**Entries provided**
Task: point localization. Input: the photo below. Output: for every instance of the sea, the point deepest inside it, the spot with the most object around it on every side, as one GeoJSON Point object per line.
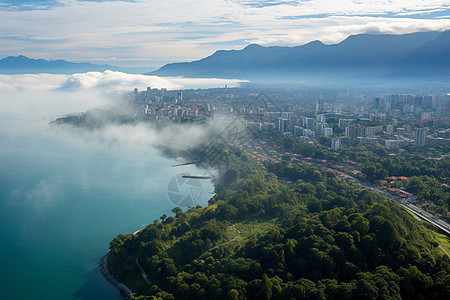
{"type": "Point", "coordinates": [64, 196]}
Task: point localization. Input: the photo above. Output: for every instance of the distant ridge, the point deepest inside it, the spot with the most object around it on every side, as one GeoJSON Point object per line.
{"type": "Point", "coordinates": [359, 57]}
{"type": "Point", "coordinates": [22, 64]}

**Goal**
Please rewrite all of the data above with "point localization" replaced by "interior point detection" everywhere, leaving everything else unchanged and omitting the pictures.

**Exercise answer**
Task: interior point detection. Input: the photo below. Output: for every instance of the sea, the point deepest inside it, the spot with the most object around it on every side, as one GeoJSON Point object per line.
{"type": "Point", "coordinates": [64, 196]}
Task: interior point detection. Input: the photo above. Output: for every instance of the distant ridge, the point deepest inside it, the spot with the most object around it on every side, as one GeoJSON Point object per line.
{"type": "Point", "coordinates": [359, 57]}
{"type": "Point", "coordinates": [22, 64]}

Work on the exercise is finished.